_Отрывок_

○ ○ ○ ○

Несмотря на то что Зорин говорит главным образом об обиде, его наблюдения применимы и к ситуации горевания: каждый теперь может обидеться на недостаточное или неправильное выражение горя и даже пробовать искать этой ситуации. Эту мысль подтверждает и американский антрополог Кэтрин Вердери: анализируя ритуалы перезахоронения в постсоветских странах, она отмечает, что скорбь и горе становятся необычайно важными компонентами социальных эмоций, потому что позволяют отделить своих от чужих. В этом плане горе позволяет реконструировать свою и групповую идентичность, ярче проявить ее, сплотиться путем столкновения с чужаками. Так, в случае с пожаром в ТЦ «Зимняя вишня» некоторые государственные каналы использовали трагедию, чтобы обвинить пользователей украинских соцсетей в глумлении над россиянами и их горем. А на телеканале «Царьград ТВ» даже вышел репортаж «Что людям горе, то нелюдям радость: Реакция украинских соцсетей на трагедию в Кемерове».
***
Вспоминая десятилетнего себя, зарыдавшего на поминках отца, чтобы не чувствовать себя неуместно, я понимаю, насколько точно и быстро ухватил контекст горевания ускользающей традиционной культуры, в которой плакать было важно, чтобы соответствовать всем нормам приличия. Платоновская старуха Игнатьевна убеждала Митревну «немножко поплакать», потому что так полагалось, а не потому что эмоция была вызвана внутренним желанием. Очевидно, что в современном мире горе приобретает совершенно иные функции. Оно становится важной частью само-и публичной репрезентации, способом обозначить свою субъектность, мощным инструментом социального и политического высказывания, которое направлено не на аскетичное внутреннее переживание, а на всеобщую демонстрацию.
Глава II
Право на смерть и обязанность жить: история эвтаназии
В 2015 году рунет всколыхнула новость: генерал-лейтенант ВВС России Анатолий Кудрявцев покончил с собой, не выдержав сильнейших болей в желудке. У него был рак в последней стадии. Годом ранее суицид совершили несколько отставных генералов: в июне 2014-го из-за депрессии, вызванной тяжелым заболеванием, застрелился бывший генерал-майор ГРУ Виктор Гудков, а за три месяца до этого с собой покончил болевший раком экс-генерал-майор Борис Саплин. В феврале 2014 года из наградного пистолета застрелился контр-адмирал запаса Вячеслав Апанасенко — у мужчины была терминальная стадия рака поджелудочной, и он тоже не выдержал болей.
Некоторые не могут уйти сами и умоляют других помочь им совершить последний шаг. Вот еще несколько случаев, о которых я узнал из новостей. 56-летний профессор московского вуза Владимир Ольховский задушил родную мать: у 78-летней пенсионерки был рак пищевода в последней стадии. «Она так кричала и так просила ее убить, что я не выдержал и согласился», — рассказывал Владимир в суде. Врачи подтвердили: жить его матери оставалось буквально несколько дней. Суд приговорил профессора к девяти годам заключения.

○ ○ ○ ○

_Сохранённые данные_
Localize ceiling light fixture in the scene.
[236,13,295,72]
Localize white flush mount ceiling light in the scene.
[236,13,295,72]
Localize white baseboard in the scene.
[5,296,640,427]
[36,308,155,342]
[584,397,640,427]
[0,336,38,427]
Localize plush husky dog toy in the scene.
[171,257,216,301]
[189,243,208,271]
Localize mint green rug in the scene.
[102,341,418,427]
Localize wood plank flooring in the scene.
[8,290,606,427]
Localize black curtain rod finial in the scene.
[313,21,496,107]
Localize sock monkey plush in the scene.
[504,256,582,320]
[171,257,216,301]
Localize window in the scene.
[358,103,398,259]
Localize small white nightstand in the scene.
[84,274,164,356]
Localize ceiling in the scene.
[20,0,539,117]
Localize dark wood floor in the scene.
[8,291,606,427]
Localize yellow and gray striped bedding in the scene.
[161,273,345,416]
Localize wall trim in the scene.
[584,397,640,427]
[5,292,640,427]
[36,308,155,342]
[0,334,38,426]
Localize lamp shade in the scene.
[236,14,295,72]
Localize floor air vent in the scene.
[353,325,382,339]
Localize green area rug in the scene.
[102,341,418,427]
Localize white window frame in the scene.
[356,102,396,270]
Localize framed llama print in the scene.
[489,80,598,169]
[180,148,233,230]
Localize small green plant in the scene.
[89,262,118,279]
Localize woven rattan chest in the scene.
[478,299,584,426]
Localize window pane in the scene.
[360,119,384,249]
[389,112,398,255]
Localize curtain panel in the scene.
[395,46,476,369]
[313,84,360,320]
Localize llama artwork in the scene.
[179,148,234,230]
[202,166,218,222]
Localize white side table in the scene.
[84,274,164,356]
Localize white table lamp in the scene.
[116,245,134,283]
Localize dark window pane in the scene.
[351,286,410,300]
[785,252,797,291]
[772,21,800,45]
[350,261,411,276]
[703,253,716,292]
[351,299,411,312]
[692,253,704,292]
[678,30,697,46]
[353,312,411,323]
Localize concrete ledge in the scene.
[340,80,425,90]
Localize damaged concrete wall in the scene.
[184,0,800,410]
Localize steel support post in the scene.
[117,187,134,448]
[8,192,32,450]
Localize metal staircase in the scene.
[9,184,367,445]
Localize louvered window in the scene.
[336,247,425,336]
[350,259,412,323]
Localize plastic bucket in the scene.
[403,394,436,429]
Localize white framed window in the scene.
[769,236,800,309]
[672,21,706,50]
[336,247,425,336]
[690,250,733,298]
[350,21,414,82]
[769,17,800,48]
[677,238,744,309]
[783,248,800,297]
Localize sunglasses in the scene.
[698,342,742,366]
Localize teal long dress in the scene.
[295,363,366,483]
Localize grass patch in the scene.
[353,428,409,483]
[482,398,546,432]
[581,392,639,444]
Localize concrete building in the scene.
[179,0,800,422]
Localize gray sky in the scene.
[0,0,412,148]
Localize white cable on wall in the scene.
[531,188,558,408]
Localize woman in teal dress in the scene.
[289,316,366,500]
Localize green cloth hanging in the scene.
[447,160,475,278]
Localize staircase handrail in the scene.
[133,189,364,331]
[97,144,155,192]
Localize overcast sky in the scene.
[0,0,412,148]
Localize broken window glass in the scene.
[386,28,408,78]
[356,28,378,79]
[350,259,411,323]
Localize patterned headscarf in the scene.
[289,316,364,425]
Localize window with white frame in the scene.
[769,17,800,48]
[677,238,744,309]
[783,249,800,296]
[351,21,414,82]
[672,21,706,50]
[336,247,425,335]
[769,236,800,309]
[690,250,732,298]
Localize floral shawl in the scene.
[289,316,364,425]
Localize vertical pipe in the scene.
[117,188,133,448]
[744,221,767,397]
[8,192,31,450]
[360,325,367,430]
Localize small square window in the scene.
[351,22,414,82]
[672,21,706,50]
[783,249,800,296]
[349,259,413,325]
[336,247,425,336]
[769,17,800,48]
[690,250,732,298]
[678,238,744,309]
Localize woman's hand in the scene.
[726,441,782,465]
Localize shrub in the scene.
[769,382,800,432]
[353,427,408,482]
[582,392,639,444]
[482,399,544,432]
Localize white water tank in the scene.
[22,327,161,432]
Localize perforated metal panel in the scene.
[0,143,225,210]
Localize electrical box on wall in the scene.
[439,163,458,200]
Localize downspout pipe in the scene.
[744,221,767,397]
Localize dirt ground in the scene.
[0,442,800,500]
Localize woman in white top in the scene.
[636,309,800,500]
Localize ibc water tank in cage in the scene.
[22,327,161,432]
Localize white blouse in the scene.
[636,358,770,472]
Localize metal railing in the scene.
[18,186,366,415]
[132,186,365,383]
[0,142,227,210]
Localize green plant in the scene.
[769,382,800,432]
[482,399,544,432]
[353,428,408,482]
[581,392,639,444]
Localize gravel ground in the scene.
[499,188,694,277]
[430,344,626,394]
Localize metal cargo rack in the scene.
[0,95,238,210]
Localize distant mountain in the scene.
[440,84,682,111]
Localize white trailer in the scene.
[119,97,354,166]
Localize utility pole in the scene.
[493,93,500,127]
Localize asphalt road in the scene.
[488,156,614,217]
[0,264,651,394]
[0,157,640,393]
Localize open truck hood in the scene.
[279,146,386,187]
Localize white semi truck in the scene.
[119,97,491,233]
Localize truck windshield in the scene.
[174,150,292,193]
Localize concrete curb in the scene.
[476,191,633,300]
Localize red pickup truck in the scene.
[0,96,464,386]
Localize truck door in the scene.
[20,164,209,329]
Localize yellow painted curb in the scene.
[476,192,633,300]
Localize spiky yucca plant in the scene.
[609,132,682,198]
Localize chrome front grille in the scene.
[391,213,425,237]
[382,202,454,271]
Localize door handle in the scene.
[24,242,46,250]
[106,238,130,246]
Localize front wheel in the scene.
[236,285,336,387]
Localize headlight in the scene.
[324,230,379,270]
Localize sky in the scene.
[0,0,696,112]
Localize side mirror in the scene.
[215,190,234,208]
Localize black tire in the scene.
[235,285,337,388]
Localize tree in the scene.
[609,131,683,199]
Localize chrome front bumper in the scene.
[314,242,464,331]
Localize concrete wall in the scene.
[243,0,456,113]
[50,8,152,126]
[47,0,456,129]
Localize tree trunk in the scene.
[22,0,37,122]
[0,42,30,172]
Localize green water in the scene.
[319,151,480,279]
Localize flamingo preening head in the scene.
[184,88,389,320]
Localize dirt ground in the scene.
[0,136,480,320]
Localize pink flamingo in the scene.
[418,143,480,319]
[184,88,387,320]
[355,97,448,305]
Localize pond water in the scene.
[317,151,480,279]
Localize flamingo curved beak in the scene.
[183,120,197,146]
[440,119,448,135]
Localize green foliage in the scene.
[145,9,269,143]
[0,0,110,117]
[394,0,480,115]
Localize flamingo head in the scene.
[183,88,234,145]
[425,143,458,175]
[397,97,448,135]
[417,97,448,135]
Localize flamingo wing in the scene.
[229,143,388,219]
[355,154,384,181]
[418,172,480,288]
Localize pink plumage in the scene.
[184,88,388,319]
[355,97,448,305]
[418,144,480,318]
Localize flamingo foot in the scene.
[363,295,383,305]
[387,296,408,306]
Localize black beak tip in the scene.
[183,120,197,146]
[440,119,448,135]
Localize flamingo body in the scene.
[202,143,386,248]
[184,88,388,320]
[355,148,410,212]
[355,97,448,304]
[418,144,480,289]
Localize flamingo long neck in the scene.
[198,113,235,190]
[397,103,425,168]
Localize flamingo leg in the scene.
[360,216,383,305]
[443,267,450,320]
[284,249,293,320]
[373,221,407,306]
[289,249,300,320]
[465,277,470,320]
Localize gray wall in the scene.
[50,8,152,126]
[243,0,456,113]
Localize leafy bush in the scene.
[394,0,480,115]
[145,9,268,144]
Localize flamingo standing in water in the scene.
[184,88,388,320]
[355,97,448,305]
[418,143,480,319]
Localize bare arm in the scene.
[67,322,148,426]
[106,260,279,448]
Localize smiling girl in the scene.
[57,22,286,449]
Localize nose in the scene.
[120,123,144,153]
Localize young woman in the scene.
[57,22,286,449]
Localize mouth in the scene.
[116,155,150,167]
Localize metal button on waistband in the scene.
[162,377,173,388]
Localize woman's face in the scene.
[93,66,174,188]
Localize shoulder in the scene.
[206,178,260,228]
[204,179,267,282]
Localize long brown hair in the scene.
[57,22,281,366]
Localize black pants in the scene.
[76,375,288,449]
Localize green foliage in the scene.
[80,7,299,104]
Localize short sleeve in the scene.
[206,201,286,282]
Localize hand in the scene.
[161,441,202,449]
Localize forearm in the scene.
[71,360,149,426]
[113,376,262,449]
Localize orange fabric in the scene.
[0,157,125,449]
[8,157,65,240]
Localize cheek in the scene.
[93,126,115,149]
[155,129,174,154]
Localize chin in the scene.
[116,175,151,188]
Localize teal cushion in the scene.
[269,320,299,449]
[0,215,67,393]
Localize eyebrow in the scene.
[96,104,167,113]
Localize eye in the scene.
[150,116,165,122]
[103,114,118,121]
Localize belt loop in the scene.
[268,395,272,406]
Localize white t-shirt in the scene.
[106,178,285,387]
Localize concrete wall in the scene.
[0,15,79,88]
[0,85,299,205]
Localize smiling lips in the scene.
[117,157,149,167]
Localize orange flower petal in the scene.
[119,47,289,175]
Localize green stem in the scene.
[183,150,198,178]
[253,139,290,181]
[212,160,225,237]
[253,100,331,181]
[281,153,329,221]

○ ○ ○ ○

_Задания_
**A.** Ответьте по отрывку на три вопроса:
(i) На каком телеканале вышел репортаж о реакции украинских соцсетей на трагедию в Кемерове?
(ii) Сколько лет было профессору Владимиру Ольховскому?
(iii) В каком месяце и году застрелился Виктор Гудков?
**B.** Перепишите из отрывка участок от слов «Некоторые не могут» до слов «девяти годам заключения.» и подставьте в нем «желудка» вместо «пищевода».
**C.** Определите, соответствуют ли отрывку следующие утверждения. Для каждого ответьте «да» или «нет» и приведите решающие слова отрывка в кавычках.
(i) Кэтрин Вердери — американский антрополог.
(ii) Суд приговорил профессора к десяти годам заключения.
(iii) Вячеслав Апанасенко застрелился из наградного пистолета.
Перечень выше представляет собой отдельный материал и с отрывком не связан.

_Ваши ответы_
**A.**
(i) На телеканале «Царьград ТВ».
(ii) Ему было 56 лет.
(iii) В июне 2014 года.

**B.**
Некоторые не могут уйти сами и умоляют других помочь им совершить последний шаг. Вот еще несколько случаев, о которых я узнал из новостей. 56-летний профессор московского вуза Владимир Ольховский задушил родную мать: у 78-летней пенсионерки был рак желудка в последней стадии. «Она так кричала и так просила ее убить, что я не выдержал и согласился», — рассказывал Владимир в суде. Врачи подтвердили: жить его матери оставалось буквально несколько дней. Суд приговорил профессора к девяти годам заключения.

**C.**
(i) Да: «американский антрополог Кэтрин Вердери».
(ii) Нет: «Суд приговорил профессора к девяти годам заключения».
(iii) Да: «из наградного пистолета застрелился контр-адмирал запаса Вячеслав Апанасенко».